## Begin Source text
That's a good lead in for my next question. While I don't believe
there needs to be any relationship between socket and numa node, I
suspect on real machines there is, and quite possibly socket == node.
Shannon is adding numa support to QEMU right now. Without special
configuration there's no gain other than illusion, but with pinning,
etc. the guest numa nodes will map to host nodes, and thus passing
that information on to the guest's kernel is useful. Populating a
socket/node affinity field seems to me like a needed step. But,
question time, is it? Maybe not. Also, the way Linux currently
handles non-thread using MPIDRs (Aff1:socket, Aff0:core) throws a
wrench at the Aff2:socket, Aff1:"cluster", Aff0:core(max 16) plan.
Either the plan or Linux would need to be changed.

Thanks,
drew
_______________________________________________
kvmarm mailing list
kvmarm@lists.cs.columbia.edu
https://lists.cs.columbia.edu/mailman/listinfo/kvmarm

^ permalink raw reply	[flat|nested] 8+ messages in thread

* Re: MPIDR Aff0 question
  2016-02-05  9:23   ` Andrew Jones
@ 2016-02-05 10:37     ` Marc Zyngier
  2016-02-05 12:03       ` [Qemu-arm] " Andrew Jones
  2016-02-05 11:00     ` Mark Rutland
  1 sibling, 1 reply; 8+ messages in thread
From: Marc Zyngier @ 2016-02-05 10:37 UTC (permalink / raw)
  To: Andrew Jones; +Cc: andre.przywara, qemu-arm, kvmarm

On 05/02/16 09:23, Andrew Jones wrote:
> On Thu, Feb 04, 2016 at 06:51:06PM +0000, Marc Zyngier wrote:
>> Hi Drew,
>>
>> On 04/02/16 18:38, Andrew Jones wrote:
>>>
>>> Hi Marc and Andre,
>>>
>>> I completely understand why reset_mpidr() limits Aff0 to 16, thanks
>>> to Andre's nice comment about ICC_SGIxR. Now, here's my question;
>>> it seems that the Cortex-A{53,57,72} manuals want to further limit
>>> Aff0 to 4, going so far as to say bits 7:2 are RES0. I'm looking
>>> at userspace dictating the MPIDR for KVM. QEMU tries to model the
>>> A57 right now, so to be true to the manual, Aff0 should only address
>>> four PEs, but that would generate a higher trap cost for SGI broadcasts
>>> when using KVM. Sigh... what to do?
>>
>> There are two things to consider:
>>
>> - The GICv3 architecture is perfectly happy to address 16 CPUs at Aff0.
>> - ARM cores are designed to be grouped in clusters of at most 4, but
>> other implementations may have very different layouts.
## End Source text
Reproduce the passage of the MPIDR mailing-list thread above that lies between "Shannon is adding" and "to be changed.", inclusive.
## Begin Extracted data
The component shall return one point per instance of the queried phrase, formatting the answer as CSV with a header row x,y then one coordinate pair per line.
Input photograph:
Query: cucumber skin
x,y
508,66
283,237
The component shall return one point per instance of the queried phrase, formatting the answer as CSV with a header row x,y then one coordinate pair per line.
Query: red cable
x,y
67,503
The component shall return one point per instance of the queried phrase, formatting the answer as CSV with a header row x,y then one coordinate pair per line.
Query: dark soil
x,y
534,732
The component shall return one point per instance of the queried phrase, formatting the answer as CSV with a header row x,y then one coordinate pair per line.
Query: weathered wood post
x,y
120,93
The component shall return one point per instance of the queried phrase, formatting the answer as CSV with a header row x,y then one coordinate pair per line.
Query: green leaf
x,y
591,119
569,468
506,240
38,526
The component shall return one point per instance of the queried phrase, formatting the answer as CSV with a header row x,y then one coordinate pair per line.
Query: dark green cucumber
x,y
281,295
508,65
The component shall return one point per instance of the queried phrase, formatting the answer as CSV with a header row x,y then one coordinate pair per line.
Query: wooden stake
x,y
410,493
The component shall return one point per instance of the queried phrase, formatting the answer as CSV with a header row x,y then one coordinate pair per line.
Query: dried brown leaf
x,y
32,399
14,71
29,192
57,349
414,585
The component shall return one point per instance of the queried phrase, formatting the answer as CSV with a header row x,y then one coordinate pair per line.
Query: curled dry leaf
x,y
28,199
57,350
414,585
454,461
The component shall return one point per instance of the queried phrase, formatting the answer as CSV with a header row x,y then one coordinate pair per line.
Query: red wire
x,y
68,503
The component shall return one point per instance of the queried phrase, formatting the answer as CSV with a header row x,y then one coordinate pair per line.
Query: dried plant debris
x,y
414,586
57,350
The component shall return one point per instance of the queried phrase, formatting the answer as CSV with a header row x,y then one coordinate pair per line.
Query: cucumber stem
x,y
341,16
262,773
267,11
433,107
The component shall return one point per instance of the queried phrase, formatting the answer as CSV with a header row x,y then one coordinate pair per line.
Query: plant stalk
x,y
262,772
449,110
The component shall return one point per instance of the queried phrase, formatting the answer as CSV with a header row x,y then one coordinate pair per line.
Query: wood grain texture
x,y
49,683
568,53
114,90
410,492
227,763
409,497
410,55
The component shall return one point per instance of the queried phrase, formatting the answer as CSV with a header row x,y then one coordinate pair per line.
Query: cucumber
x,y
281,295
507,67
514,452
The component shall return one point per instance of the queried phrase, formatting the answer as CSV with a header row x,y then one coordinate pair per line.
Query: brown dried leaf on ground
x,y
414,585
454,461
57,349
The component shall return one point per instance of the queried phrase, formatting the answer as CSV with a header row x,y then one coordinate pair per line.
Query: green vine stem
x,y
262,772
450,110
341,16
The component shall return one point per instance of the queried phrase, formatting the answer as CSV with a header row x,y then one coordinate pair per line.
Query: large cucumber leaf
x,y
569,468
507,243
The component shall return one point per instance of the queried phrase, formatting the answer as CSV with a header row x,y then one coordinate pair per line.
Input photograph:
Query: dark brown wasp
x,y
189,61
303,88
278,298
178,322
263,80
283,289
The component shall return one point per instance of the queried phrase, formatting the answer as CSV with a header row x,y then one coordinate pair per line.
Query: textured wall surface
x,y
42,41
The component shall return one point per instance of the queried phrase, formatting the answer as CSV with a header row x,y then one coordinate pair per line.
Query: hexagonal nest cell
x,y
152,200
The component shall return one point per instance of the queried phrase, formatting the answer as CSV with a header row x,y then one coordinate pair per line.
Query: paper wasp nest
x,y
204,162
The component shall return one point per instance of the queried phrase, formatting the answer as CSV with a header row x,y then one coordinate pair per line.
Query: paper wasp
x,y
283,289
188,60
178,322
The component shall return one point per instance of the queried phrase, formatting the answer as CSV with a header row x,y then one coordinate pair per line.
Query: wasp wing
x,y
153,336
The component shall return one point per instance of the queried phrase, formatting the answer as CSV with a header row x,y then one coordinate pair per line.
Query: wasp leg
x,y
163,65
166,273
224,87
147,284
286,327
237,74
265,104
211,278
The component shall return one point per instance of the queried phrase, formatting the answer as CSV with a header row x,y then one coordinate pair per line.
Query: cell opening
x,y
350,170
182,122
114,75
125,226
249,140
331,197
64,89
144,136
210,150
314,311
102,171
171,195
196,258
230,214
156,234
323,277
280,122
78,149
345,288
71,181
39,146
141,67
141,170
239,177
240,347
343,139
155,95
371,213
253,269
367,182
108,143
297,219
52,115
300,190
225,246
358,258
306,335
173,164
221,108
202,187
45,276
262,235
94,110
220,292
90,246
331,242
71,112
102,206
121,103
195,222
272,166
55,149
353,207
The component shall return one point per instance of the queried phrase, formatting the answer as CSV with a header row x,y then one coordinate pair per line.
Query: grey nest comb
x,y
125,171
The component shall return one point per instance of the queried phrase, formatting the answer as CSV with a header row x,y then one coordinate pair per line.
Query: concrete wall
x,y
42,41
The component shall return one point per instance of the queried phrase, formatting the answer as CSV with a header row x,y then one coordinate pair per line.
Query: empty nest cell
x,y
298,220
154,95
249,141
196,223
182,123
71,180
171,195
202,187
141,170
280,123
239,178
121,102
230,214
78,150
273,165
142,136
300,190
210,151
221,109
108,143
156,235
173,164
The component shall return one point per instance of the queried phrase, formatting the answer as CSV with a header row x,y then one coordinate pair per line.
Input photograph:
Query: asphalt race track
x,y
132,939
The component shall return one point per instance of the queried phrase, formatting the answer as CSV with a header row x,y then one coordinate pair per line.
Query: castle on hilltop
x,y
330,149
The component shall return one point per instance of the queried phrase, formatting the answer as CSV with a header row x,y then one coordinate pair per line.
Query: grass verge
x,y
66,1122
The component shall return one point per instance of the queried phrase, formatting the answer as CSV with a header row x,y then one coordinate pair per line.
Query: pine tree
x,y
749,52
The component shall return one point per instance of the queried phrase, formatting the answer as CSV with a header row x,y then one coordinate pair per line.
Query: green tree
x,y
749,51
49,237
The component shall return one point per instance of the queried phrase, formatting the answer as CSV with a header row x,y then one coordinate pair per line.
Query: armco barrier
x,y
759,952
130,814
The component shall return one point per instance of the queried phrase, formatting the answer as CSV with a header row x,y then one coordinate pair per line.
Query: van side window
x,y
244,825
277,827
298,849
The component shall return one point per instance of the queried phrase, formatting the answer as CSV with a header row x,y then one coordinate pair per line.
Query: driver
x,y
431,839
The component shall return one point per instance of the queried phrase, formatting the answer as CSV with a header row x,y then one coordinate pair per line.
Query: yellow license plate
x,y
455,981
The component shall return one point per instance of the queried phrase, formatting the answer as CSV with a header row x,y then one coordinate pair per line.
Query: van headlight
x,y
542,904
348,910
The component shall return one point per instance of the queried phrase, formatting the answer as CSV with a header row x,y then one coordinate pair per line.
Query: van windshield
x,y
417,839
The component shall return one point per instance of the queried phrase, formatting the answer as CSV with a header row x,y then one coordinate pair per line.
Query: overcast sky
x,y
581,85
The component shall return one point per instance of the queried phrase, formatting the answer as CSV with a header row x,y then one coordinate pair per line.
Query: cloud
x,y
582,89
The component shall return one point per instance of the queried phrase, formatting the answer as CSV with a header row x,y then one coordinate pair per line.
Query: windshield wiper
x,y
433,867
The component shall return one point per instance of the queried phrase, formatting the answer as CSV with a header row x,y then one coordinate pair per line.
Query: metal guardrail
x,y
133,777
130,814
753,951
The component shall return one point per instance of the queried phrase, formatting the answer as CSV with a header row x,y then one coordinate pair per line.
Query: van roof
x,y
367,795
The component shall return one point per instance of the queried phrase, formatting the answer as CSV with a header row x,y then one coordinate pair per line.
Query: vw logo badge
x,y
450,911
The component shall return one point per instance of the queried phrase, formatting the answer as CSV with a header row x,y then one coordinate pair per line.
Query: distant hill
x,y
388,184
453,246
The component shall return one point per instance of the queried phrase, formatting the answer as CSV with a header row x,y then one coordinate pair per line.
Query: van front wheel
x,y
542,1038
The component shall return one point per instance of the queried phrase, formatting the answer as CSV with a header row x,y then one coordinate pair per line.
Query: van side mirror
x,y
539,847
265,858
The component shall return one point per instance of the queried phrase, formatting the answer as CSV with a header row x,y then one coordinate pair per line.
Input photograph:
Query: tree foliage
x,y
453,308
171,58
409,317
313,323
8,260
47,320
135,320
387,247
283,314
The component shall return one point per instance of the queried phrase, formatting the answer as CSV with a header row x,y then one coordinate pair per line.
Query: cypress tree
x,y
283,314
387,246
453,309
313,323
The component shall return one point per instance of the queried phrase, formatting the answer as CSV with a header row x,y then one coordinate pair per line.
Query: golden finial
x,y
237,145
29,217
## End Extracted data
**The result**
Shannon is adding numa support to QEMU right now. Without special
configuration there's no gain other than illusion, but with pinning,
etc. the guest numa nodes will map to host nodes, and thus passing
that information on to the guest's kernel is useful. Populating a
socket/node affinity field seems to me like a needed step. But,
question time, is it? Maybe not. Also, the way Linux currently
handles non-thread using MPIDRs (Aff1:socket, Aff0:core) throws a
wrench at the Aff2:socket, Aff1:"cluster", Aff0:core(max 16) plan.
Either the plan or Linux would need to be changed.